* What to produce
Transcribe every one of the records below line for line, with no changes.

═════ Entries supplied ═════

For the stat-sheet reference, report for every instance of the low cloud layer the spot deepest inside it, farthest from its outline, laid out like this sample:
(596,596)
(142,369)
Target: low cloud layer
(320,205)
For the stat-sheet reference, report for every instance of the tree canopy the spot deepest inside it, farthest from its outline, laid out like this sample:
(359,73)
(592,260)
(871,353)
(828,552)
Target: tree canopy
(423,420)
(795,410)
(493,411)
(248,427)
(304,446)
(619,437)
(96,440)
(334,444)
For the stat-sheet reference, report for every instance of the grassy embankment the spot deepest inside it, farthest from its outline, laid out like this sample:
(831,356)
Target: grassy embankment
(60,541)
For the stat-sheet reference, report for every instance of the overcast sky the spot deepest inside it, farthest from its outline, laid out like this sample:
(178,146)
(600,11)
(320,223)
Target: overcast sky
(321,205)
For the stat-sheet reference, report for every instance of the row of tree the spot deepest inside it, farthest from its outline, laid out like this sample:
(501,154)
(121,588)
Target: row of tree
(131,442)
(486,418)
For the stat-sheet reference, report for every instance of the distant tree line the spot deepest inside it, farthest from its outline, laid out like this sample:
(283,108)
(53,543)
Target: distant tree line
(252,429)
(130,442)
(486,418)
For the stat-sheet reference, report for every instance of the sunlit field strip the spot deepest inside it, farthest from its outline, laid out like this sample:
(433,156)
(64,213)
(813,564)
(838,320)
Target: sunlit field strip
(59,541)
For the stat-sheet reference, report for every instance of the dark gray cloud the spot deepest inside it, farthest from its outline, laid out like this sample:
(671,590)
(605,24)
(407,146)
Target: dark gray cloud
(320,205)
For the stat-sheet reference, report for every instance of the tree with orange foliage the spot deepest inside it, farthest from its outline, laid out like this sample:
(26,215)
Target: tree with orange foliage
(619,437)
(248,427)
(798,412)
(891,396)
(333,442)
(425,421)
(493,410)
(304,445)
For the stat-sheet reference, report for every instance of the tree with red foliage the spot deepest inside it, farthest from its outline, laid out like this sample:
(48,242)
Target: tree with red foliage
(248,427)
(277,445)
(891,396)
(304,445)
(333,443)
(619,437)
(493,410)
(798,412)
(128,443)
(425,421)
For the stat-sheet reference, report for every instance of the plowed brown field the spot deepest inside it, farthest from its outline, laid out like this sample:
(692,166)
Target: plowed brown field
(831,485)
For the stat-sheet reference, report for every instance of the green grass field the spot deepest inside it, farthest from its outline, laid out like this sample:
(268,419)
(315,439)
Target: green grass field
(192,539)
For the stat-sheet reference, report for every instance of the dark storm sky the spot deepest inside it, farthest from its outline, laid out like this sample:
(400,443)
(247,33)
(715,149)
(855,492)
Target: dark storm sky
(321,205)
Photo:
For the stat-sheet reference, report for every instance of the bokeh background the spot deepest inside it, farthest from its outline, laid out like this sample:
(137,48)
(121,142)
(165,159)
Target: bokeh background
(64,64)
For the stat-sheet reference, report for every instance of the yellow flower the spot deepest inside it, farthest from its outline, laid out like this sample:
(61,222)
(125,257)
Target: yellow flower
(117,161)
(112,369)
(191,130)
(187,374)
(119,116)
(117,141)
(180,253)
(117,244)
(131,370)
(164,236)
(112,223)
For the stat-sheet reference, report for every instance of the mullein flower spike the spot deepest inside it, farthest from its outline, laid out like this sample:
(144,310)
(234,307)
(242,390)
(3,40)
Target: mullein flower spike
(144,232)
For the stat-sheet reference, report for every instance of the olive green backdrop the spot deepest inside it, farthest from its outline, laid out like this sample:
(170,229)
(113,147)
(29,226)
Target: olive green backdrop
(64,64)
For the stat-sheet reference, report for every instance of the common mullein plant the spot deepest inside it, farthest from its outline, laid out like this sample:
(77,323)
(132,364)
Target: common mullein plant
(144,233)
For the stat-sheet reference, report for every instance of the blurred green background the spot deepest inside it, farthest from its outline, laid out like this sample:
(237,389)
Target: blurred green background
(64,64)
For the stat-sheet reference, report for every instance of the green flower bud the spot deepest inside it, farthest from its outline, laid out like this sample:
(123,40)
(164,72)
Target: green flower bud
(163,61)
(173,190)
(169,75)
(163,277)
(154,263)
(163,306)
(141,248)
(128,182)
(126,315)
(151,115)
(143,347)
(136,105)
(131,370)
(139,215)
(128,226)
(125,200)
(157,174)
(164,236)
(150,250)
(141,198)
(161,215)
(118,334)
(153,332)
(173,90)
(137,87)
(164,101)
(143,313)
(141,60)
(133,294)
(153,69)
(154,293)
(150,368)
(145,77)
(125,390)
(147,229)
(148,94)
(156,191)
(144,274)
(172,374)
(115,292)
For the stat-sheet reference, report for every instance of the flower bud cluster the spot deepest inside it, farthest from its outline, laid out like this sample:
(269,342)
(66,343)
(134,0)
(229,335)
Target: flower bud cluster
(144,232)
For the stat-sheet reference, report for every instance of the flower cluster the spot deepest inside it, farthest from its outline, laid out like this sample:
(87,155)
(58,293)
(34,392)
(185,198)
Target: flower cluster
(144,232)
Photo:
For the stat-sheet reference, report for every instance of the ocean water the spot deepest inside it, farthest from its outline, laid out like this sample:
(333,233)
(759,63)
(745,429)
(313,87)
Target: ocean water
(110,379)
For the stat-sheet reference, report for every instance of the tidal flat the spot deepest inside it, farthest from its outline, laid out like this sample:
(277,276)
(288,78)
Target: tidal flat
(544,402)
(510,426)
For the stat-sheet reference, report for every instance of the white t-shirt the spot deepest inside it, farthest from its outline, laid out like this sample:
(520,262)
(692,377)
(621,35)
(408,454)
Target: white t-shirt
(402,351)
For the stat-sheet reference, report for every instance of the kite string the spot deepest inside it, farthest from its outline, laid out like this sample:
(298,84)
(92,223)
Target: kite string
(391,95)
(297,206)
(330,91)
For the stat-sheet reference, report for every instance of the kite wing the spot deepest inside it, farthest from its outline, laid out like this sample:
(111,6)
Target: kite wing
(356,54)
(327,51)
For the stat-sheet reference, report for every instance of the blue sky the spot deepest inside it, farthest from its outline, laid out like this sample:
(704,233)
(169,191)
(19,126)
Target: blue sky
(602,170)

═════

* Answer
For the stat-sheet reference, report for every instance of the low cloud layer the spot deepest inside it, farthest from its outline, laid out like this sample:
(596,596)
(142,369)
Target: low cloud layer
(320,205)
For the stat-sheet reference, report for every instance of the tree canopy the spot deepest inside it, farthest from its outline, laid out like this sample:
(359,73)
(592,260)
(871,353)
(828,552)
Target: tree canopy
(423,420)
(795,410)
(493,411)
(248,427)
(304,446)
(619,437)
(96,440)
(334,444)
For the stat-sheet reference, report for every instance of the grassy embankment the spot deepest inside it, farthest from its outline, laid out like this sample:
(831,356)
Target: grassy embankment
(60,541)
For the stat-sheet reference, report for every instance of the overcast sky the spot deepest inside it, farthest from its outline, laid out like this sample:
(178,146)
(600,11)
(320,223)
Target: overcast sky
(321,205)
For the stat-sheet reference, report for every instance of the row of tree the spot deepest inside it, farthest from its outline, laid out like this sample:
(501,154)
(121,588)
Target: row of tree
(131,442)
(486,418)
For the stat-sheet reference, report for every instance of the distant tree line the spot deepest inside it, farthest from its outline, laid out like this sample:
(283,108)
(53,543)
Target: distant tree line
(252,429)
(130,442)
(486,418)
For the stat-sheet reference, report for every instance of the sunlit field strip the spot deepest inside it, farthest from its outline, laid out like this sample:
(433,156)
(64,213)
(813,564)
(838,320)
Target: sunlit field strip
(59,541)
For the stat-sheet reference, report for every instance of the dark gray cloud the spot deepest inside it, farthest from its outline, laid out like this sample:
(671,590)
(605,24)
(407,146)
Target: dark gray cloud
(320,205)
For the stat-sheet reference, report for every instance of the tree with orange foliage the spot deepest inside it, farthest from its outline, laid out like this sample:
(26,215)
Target: tree with orange foliage
(619,437)
(248,427)
(798,412)
(891,396)
(333,442)
(425,421)
(493,410)
(304,445)
For the stat-sheet reference, report for every instance of the tree with red foliage the spot deepest inside it, farthest from its outline, laid out like this sample:
(48,242)
Target: tree with red foliage
(248,427)
(277,445)
(891,396)
(304,445)
(333,443)
(619,437)
(493,410)
(798,412)
(128,443)
(425,421)
For the stat-sheet reference, report for every instance of the plowed brown field the spot deepest inside it, farthest from its outline, laid out like this sample:
(692,166)
Target: plowed brown field
(831,485)
For the stat-sheet reference, report for every instance of the green grass field the spot deepest inside it, farthest from its outline, laid out like this sample:
(268,419)
(315,439)
Target: green grass field
(192,539)
For the stat-sheet reference, report for every instance of the dark storm sky the spot deepest inside it, farthest from its outline, laid out like this sample:
(400,443)
(247,33)
(715,149)
(855,492)
Target: dark storm sky
(321,205)
Photo:
For the stat-sheet reference, report for every instance of the bokeh background the spot deepest inside it, farthest from its outline, laid out like this sample:
(137,48)
(121,142)
(165,159)
Target: bokeh background
(64,64)
For the stat-sheet reference, report for every instance of the yellow flower the spot deepest inside it, farthest from its outline, laid out like this sample:
(61,222)
(125,257)
Target: yellow flower
(117,161)
(112,369)
(191,130)
(187,374)
(119,116)
(117,141)
(180,253)
(117,244)
(131,370)
(164,236)
(112,223)
For the stat-sheet reference, report for every instance of the mullein flower spike the spot deepest inside it, farthest from its outline, laid out like this sample:
(144,310)
(234,307)
(242,390)
(3,40)
Target: mullein flower spike
(144,232)
For the stat-sheet reference, report for every instance of the olive green backdrop the spot deepest inside it, farthest from its outline, laid out like this sample:
(170,229)
(113,147)
(29,226)
Target: olive green backdrop
(64,64)
For the stat-sheet reference, report for every instance of the common mullein plant the spot deepest inside it, farthest from its outline, laid out like this sample:
(77,323)
(132,364)
Target: common mullein plant
(144,233)
For the stat-sheet reference, report for every instance of the blurred green background the spot deepest inside it, farthest from its outline, laid out like this sample:
(237,389)
Target: blurred green background
(64,64)
For the stat-sheet reference, report for every instance of the green flower bud the spot deepest inside it, farthest from its outline, laid out like this sample:
(123,40)
(164,72)
Target: green flower bud
(163,61)
(173,190)
(169,75)
(163,277)
(154,263)
(163,306)
(141,248)
(128,182)
(126,315)
(151,115)
(143,347)
(136,105)
(131,370)
(139,215)
(128,226)
(125,200)
(157,174)
(164,236)
(150,250)
(141,198)
(161,215)
(118,334)
(153,332)
(173,90)
(137,87)
(164,101)
(143,313)
(141,60)
(133,294)
(153,69)
(154,293)
(150,368)
(145,77)
(125,390)
(147,229)
(148,94)
(156,191)
(144,274)
(172,374)
(115,292)
For the stat-sheet reference, report for every instance of the flower bud cluster the spot deepest inside it, farthest from its outline, laid out like this sample:
(269,342)
(66,343)
(134,0)
(229,335)
Target: flower bud cluster
(144,232)
For the stat-sheet reference, report for every instance of the flower cluster the spot deepest inside it, farthest from its outline, laid out like this sample:
(87,155)
(58,293)
(34,392)
(185,198)
Target: flower cluster
(144,232)
Photo:
For the stat-sheet reference, report for every instance of the ocean water the spot deepest inside it, farthest from its outline, laid out like this sample:
(333,233)
(759,63)
(745,429)
(313,87)
Target: ocean water
(110,379)
For the stat-sheet reference, report for every instance of the tidal flat the spot deepest inside it, farthest from its outline, laid out like this sample:
(277,276)
(288,78)
Target: tidal flat
(544,402)
(510,426)
For the stat-sheet reference, report for every instance of the white t-shirt the spot deepest inside it, farthest from its outline, laid out like this sample:
(520,262)
(692,377)
(621,35)
(408,454)
Target: white t-shirt
(402,351)
For the stat-sheet reference, report for every instance of the kite string the spot deepest inside it, farthest from its outline, laid out like this sample:
(298,84)
(92,223)
Target: kite string
(391,95)
(297,206)
(330,91)
For the stat-sheet reference, report for every instance of the kite wing the spot deepest inside it, farthest from its outline, laid out like this sample:
(111,6)
Target: kite wing
(356,54)
(327,51)
For the stat-sheet reference, report for every instance of the blue sky the spot deepest inside it, farthest from its outline, laid out like this sample:
(704,233)
(169,191)
(19,126)
Target: blue sky
(602,170)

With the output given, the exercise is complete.